• _抽出テキスト_:

第33号(2010年10月31日発行) ※PDF版はこちら

第6回東北セミナー 東北各県から163名の参加!

10月16日(土)~17日(日)の2日間、「働くもののいのちと健康を守る第6回東北セミナー」が茂庭荘で開催されました。
開会挨拶をする大窪豊実行委員長今年は第1回の山形から始まって、ちょうど1巡最後のセミナーでしたが、東北各県から163名(青森7名、岩手23名、山形11名、秋田5名、福島5名、宮城106名、組織外の講師・助言者6名)の参加で、その責任を果たすことができました。
実行委員長の大窪先生(宮城民医連会長)は現在の厳しい情勢に触れながら「今日本国民は新しい国の形、社会のあり方を模索している状態です。派遣切りなどで解雇された人々を支援する取り組みが多くの団体・個人の協力で進み、失業者や未組織労働者自身が労働組合に参加して闘い始めています。
私たちの戦線は確実に拡大しようとしています。~こういうときだからこそ、恒常的な運動の拠点として各県センターを結成し、労働組合運動や市民の運動の中に働く人々のいのちと健康を守る運動を位置づけることを強く呼びかけます」と、主催者挨拶を行いました。

• _作業指示_:
1/ 東北セミナーの記事で、大窪実行委員長が各県センターの結成を呼びかけた理由を、記事に書かれている内容に沿って一〜三文で説明してください。
2/ 東北セミナーの記事を、最後の主催者挨拶の文の後から書き進めてください。

• _以下のデータ_:
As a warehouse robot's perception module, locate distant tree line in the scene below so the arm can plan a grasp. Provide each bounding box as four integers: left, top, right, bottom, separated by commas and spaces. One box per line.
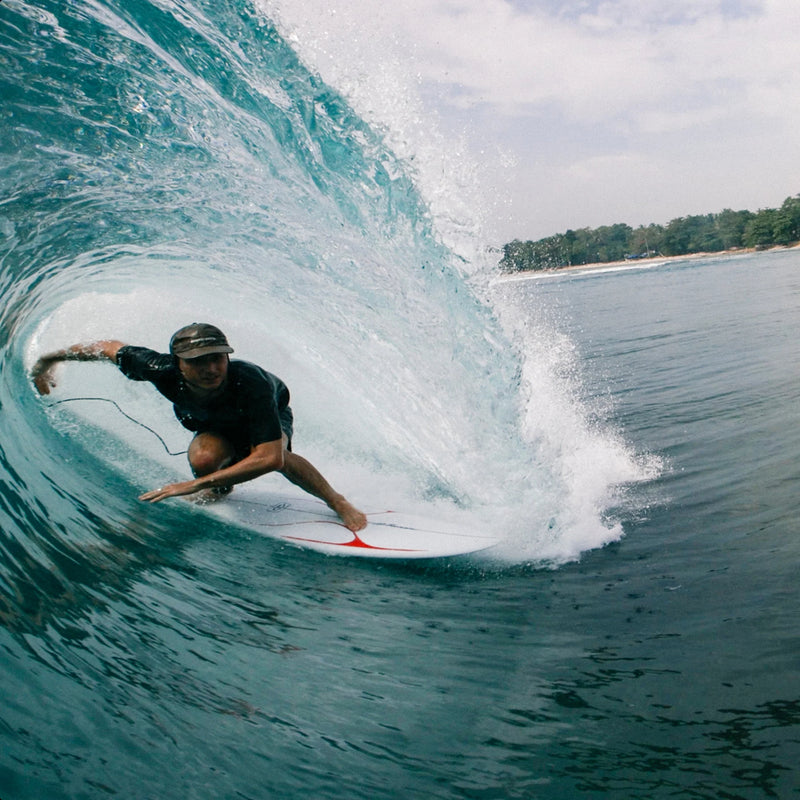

• _各作業の結果_:
1/ 派遣切りなどで解雇された人々を支援する取り組みが多くの団体・個人の協力で進み、失業者や未組織労働者自身が労働組合に参加して闘い始めるなど、戦線が確実に拡大しようとしているときだからです。そうしたときだからこそ、各県センターを恒常的な運動の拠点として結成し、労働組合運動や市民の運動の中に働く人々のいのちと健康を守る運動を位置づけるよう呼びかけました。

2/
全国センターの福地保馬理事長と全労連東北ブロック議長の鈴木露路いわて労連議長から連帯のご挨拶をいただきました。
記念講演をする佐々木昭三氏記念講演は全国センター理事、労働総研常任理事、東京社医研理事の佐々木昭三氏から「心と体の健康を守るための働くルールの実現をめざして」と題してお話ししていただきました。
講演の中では「人類は長年の闘いを通して、8時間を働き、8時間は睡眠を取り、8時間は家族や自分のために使うことが健康に生きるためのルールとして確立してきました。
~しかし、そのような国際的にも確立されたルール(ILO条約)を最も批准していない国、それが日本なのです。
~職場と地域で、すべての働く人々が健康で人間らしく生き働くためには、①働きやすい職場づくりをめざして、職場の労働安全衛生を確立すること、②安全・安心と心身の健康が守られる働くルールの法的基準の確立、③心身の健康障害につながるあらゆる過重労働の制限と規制、④件区で人間らしく働ける労働環境と人間関係の確立、⑤健康で人間らしく働ける社会的ルールの確立、⑥それらを実現するための共同と拠点としての地方センターの結成が不可欠です。」と述べながら、いのちと健康を阻害している社会的・政治的矛盾に真正面から立ち向かうこと、そのために労働組合運動はもっと労働安全衛生活動を重視する必要があることを強調しました。
最後に、働くもののいのちと健康を守る全国センターの掲げている制度要求に触れながら、「その原点は長時間過密労働を根絶すること」として、「第1に、1日8時間・週40時間労働の実現、時間外労働の規制、時間外労働の割増賃金の引き上げ、ILO条約の批准と国内法の整備、連続休息最低11時間の確保、年次有給休暇最低20日と連続取得の保障、労働時間の短縮と労働要員の確保、変形労働時間・フレックスタイム制の規制。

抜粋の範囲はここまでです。